Arrivavo a fine agosto bianca come un cadavere e stanca morta, giusto il tempo per riposarmi un po’ e si tornava a scuola, ma con la mia stupenda cartella rossa della Naj-Oleari, con tutto coordinato dal diario, all’astuccio, ai quaderni…persino la carta con cui fasciavo i libri era perfettamente coordinata. E nessuno a casa osava dire niente, erano soldi miei, guadagnati con fatica e quindi potevo spenderli come meglio volevo. Che soddisfazione.

Così sono passate le estati degli anni delle mie superiori, da aiuto dell’aiuto dell’aiuto commessa, mi sono ritrovata a essere la commessa storica, conoscevo tutti i clienti e le loro abitudini, scherzavo con tutti e ho sempre avuto una parola per ognuno, Giancarlo ormai non faceva più paura, anzi, era il mio “padre lavorativo” e il negozio con il suo laboratorio lo sentivo a tutti gli effetti come la mia seconda casa. Ogni anno a stagione finita giuravo e spergiuravo che sarebbe stata l’ultima, che io di farmi un mazzo così non ne avevo più nessuna voglia, che non avevo ammazzato nessuno per meritarmi una fatica simile, ma poi, vai a sapere perché, l’estate successiva mi veniva spontaneo andare a chiedergli quando dovevo cominciare, lui mi pizzicava la guancia e mi diceva di andare quando “mi sembrava giusto andare” che tanto ormai sapevo come funzionava. Proprio come una famiglia.

E oggi Giancarlo se n’è andato, un altro pezzetto del mio passato si è trasformato in memoria. Gian vivrà nel mio ricordo come la persona che mi ha insegnato la fatica del lavoro, ma anche la soddisfazione che da esso ne deriva, mi ha insegnato lo spirito di sacrificio, ma anche la serenità che si prova dopo una giornata di lavoro, mi ha fatto vincere la mia timidezza quasi patologica e sono assolutamente certa del fatto che, se oggi sono così come sono, una bella fetta di merito va anche a lui, che ventisette anni fa, ha visto qualcosa di buono dietro ad una ragazzina a cui faceva paura praticamente tutto e che quindi si meritava un pizzico di fiducia.

Mi mancherà, e mi mancherà tanto. Lo voglio ricordare così: alle 13, quando il negozio chiudeva lui salutava tutti, si metteva il grembiule sporco sulla spalla, accendeva una sigaretta, metteva due panini dentro ad un sacchetto e si incamminava verso casa con il passo un po’ strascicato dalla stanchezza. Guardandolo così, con le spalle un po’ curve si intuiva tutta la fatica di un mestiere tanto nobile come quello del fornaio. Un lavoro fatto di orari strambi, di notti che diventano giorni e giorni che si spendono dormendo. Le stelle hanno vegliato sul suo lavoro per anni, ora è lui che da più vicino le osserverà, riposandosi.

• [Dati forniti]:
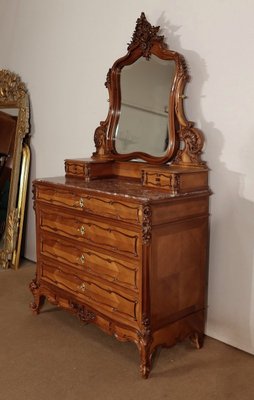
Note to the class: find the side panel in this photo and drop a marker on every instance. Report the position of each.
(178, 270)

• [Obiettivo dell'esercizio]:
Cita dal testo estratto il passo che va da "Mi mancherà, e" fino a "le osserverà, riposandosi.".

• [Spazio risposta]:
Mi mancherà, e mi mancherà tanto. Lo voglio ricordare così: alle 13, quando il negozio chiudeva lui salutava tutti, si metteva il grembiule sporco sulla spalla, accendeva una sigaretta, metteva due panini dentro ad un sacchetto e si incamminava verso casa con il passo un po’ strascicato dalla stanchezza. Guardandolo così, con le spalle un po’ curve si intuiva tutta la fatica di un mestiere tanto nobile come quello del fornaio. Un lavoro fatto di orari strambi, di notti che diventano giorni e giorni che si spendono dormendo. Le stelle hanno vegliato sul suo lavoro per anni, ora è lui che da più vicino le osserverà, riposandosi.